START Source extract
The Public Health – Idaho North Central District announced Wednesday people 16 years of age and older are immediately eligible to get their COVID-19 vaccine through enrolled providers within Latah, Nez Perce, Lewis, Clearwater and Idaho counties.

The announcement came just hours after Idaho Gov. Brad Little said those 16 years or older with an underlying health condition will be eligible to receive the vaccine beginning Monday, and all people 16 and older can get a shot starting April 5.

All previous phases are still eligible and encouraged to schedule an appointment if they have not already, according to a the Public Health news release.

“Public Health – Idaho North Central District and our community partners have both supply and appointments available but continue to see a decline in demand,” said Carol Moehrle, district director. “After assessing the situation with our enrolled vaccine providers, we have made the decision as a group to move forward to include everyone aged 16 and older.”

Little urged residents to get vaccinated.

“Folks, with each passing week as more and more Idahoans choose to get vaccinated, we get closer to returning to normal,” Little said in an online announcement. “The COVID vaccine really is our best shot at protecting jobs and saving lives.”

After he spoke, state health officials told reporters that they are speeding up eligibility because there appears to be reluctance among some Idaho residents to get the vaccine and because there are increasing supplies of vaccine doses arriving into the state.

People currently eligible in Idaho for the vaccine are those 55 and older, health care workers, long-term care facility staff and residents, first responders, K-12 teachers and school staff and frontline essential workers.

Idaho Department of Health and Welfare Director Dave Jeppesen said a statewide COVID-19 vaccination advertising campaign was launched Wednesday to deal with what he called “vaccine hesitancy.”

He said there is a minority of Idaho residents who would never get the vaccine because they don’t believe in vaccines. He said a larger group believes in vaccines but is waiting to see how the coronavirus vaccine works. He said a third group of people identified by officials feel they are too busy to get the vaccine.
END Source extract
START Provided records
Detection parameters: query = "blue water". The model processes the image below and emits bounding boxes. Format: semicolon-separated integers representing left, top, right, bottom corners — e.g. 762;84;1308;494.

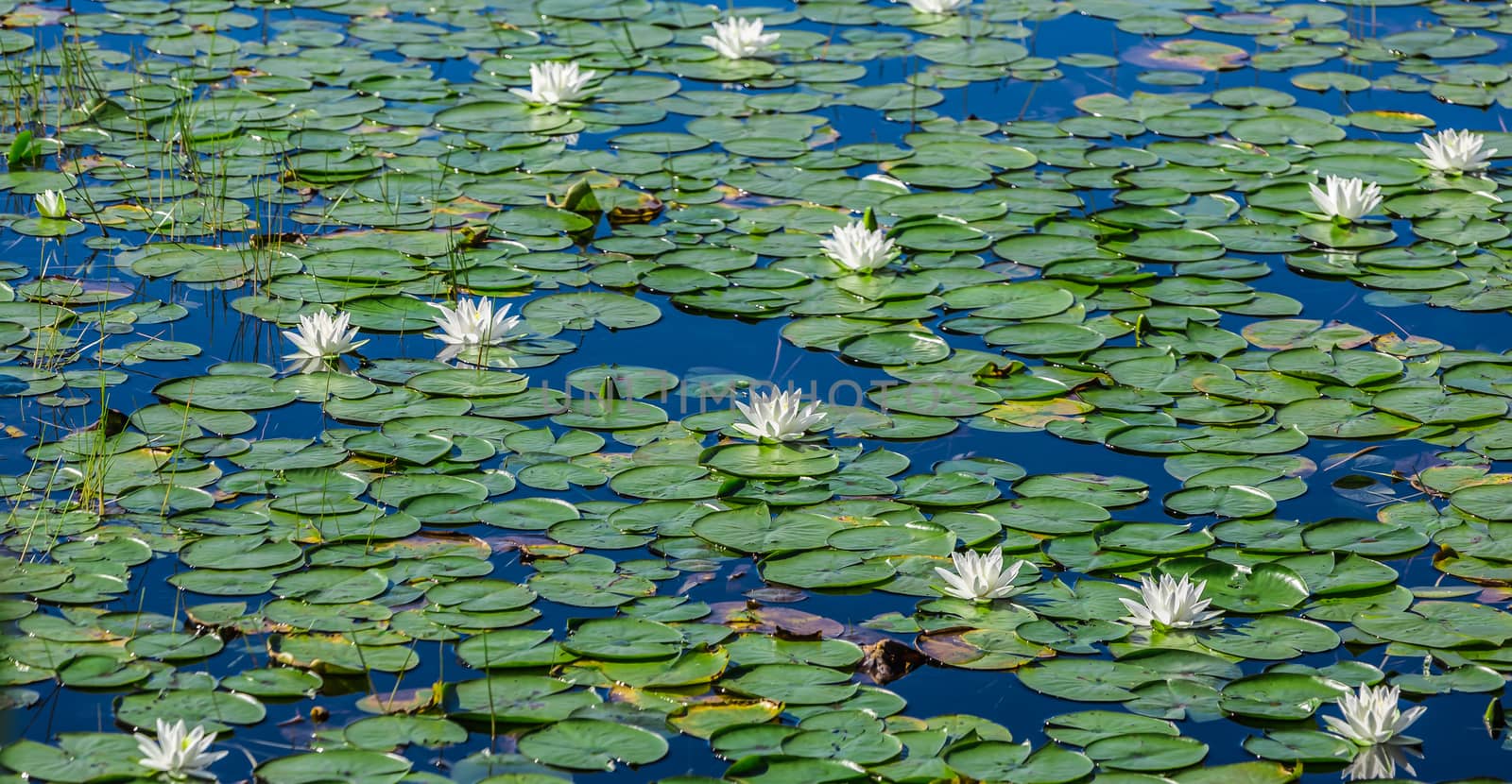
0;3;1507;781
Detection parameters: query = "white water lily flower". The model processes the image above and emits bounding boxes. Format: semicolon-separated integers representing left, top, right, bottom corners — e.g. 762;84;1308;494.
1119;574;1223;628
1418;130;1497;174
909;0;971;13
819;220;900;272
1308;174;1381;220
1340;743;1423;781
284;310;368;373
32;191;68;217
733;390;824;441
134;719;227;781
700;17;782;60
426;298;520;363
935;547;1025;601
1323;684;1427;746
509;62;599;106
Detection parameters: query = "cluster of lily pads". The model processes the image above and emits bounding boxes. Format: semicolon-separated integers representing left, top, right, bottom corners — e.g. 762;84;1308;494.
0;0;1512;784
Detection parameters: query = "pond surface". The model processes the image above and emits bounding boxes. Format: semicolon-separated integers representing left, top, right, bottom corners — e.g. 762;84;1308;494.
0;0;1512;784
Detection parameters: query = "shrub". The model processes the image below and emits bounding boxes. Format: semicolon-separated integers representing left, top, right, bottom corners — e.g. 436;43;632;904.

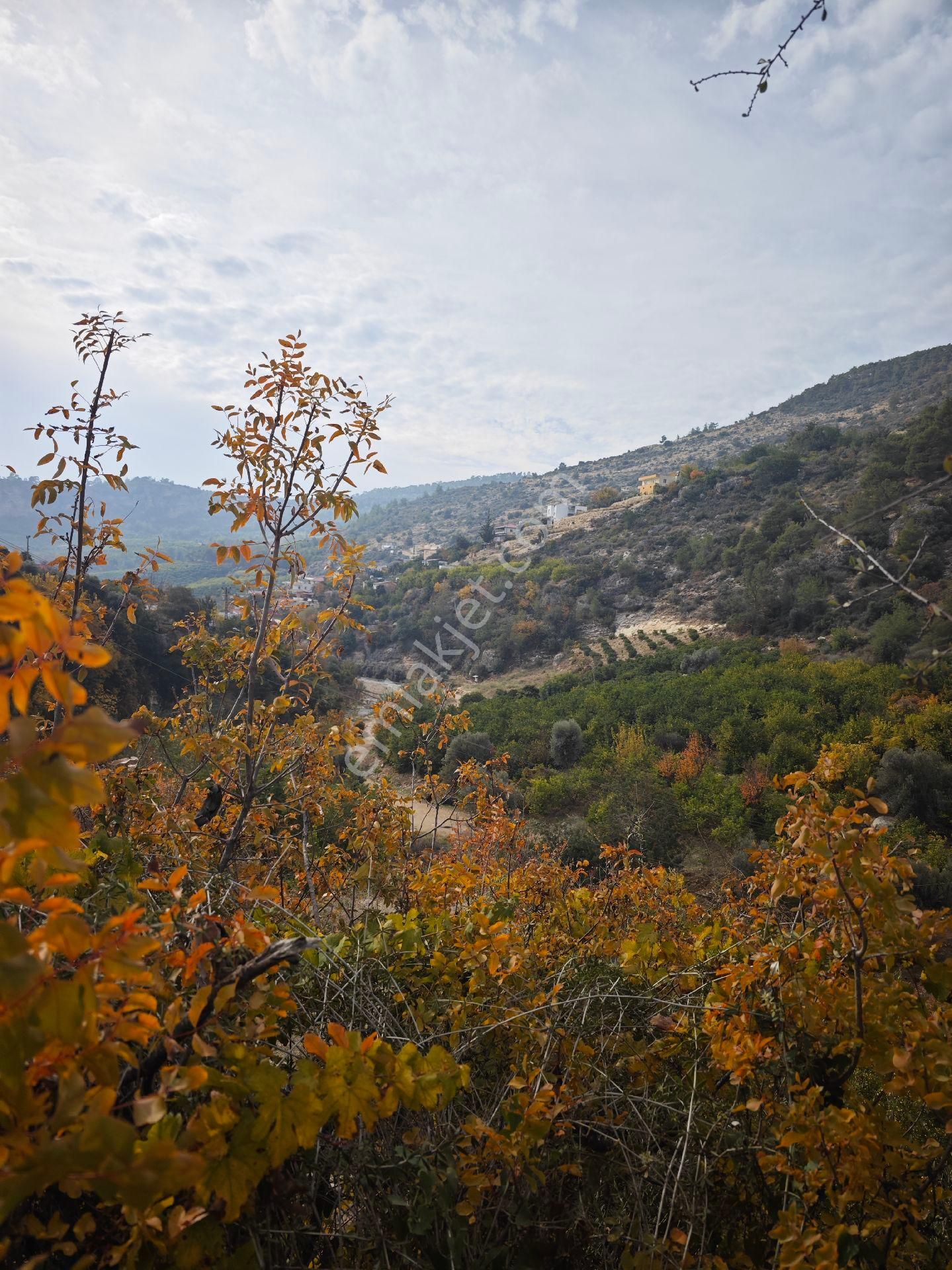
556;817;601;868
549;719;585;769
441;732;492;781
681;648;720;675
876;749;952;827
912;861;952;908
869;605;919;664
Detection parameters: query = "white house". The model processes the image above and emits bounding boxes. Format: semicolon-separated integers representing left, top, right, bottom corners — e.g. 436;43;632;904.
545;492;589;523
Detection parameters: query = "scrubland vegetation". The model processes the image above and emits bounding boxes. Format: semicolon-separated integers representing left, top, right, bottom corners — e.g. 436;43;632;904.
0;314;952;1270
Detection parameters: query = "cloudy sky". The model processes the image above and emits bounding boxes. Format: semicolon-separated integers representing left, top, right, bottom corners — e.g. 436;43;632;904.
0;0;952;484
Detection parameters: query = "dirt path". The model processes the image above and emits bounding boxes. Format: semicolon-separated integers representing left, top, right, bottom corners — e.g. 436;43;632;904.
353;678;466;845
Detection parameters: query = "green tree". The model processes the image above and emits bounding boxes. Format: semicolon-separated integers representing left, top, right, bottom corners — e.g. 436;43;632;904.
549;719;585;769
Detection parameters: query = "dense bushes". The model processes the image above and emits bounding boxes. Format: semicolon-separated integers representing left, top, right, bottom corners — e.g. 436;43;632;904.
549;719;585;767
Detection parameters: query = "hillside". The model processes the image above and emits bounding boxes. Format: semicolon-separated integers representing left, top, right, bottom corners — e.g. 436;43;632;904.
0;344;952;576
348;344;952;559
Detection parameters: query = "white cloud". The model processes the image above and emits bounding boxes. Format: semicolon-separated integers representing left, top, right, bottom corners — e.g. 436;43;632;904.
0;0;952;482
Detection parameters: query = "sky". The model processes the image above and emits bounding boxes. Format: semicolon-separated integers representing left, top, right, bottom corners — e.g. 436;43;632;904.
0;0;952;485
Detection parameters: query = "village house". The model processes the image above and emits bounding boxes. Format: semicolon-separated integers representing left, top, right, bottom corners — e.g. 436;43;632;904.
545;503;589;525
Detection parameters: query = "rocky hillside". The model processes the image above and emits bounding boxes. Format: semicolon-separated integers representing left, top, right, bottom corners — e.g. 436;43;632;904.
361;344;952;548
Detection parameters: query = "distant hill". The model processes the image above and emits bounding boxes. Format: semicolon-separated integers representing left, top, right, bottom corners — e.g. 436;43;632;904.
348;344;952;545
357;472;523;516
0;344;952;588
777;344;952;415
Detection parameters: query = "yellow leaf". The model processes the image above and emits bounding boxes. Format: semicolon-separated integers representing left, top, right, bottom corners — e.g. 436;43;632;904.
132;1093;165;1125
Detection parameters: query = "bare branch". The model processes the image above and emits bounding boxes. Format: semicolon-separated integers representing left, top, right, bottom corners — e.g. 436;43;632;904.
690;0;826;119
END Provided records
Questions on the material ->
1. In the Idaho vaccine eligibility article, could you write out everything from "Little urged residents" down to "frontline essential workers.", substituting "journalists" for "reporters"?
2. How would you sum up the Idaho vaccine eligibility article in two sentences?

List of solutions ->
1.
Little urged residents to get vaccinated.

“Folks, with each passing week as more and more Idahoans choose to get vaccinated, we get closer to returning to normal,” Little said in an online announcement. “The COVID vaccine really is our best shot at protecting jobs and saving lives.”

After he spoke, state health officials told journalists that they are speeding up eligibility because there appears to be reluctance among some Idaho residents to get the vaccine and because there are increasing supplies of vaccine doses arriving into the state.

People currently eligible in Idaho for the vaccine are those 55 and older, health care workers, long-term care facility staff and residents, first responders, K-12 teachers and school staff and frontline essential workers.

2. Public Health – Idaho North Central District made everyone 16 and older in Latah, Nez Perce, Lewis, Clearwater and Idaho counties immediately eligible for the COVID-19 vaccine, citing available supply and appointments but declining demand. This came hours after Gov. Brad Little announced statewide eligibility for those 16 and older with underlying conditions starting Monday and for all people 16 and older starting April 5, as state officials pointed to vaccine reluctance and increasing supplies.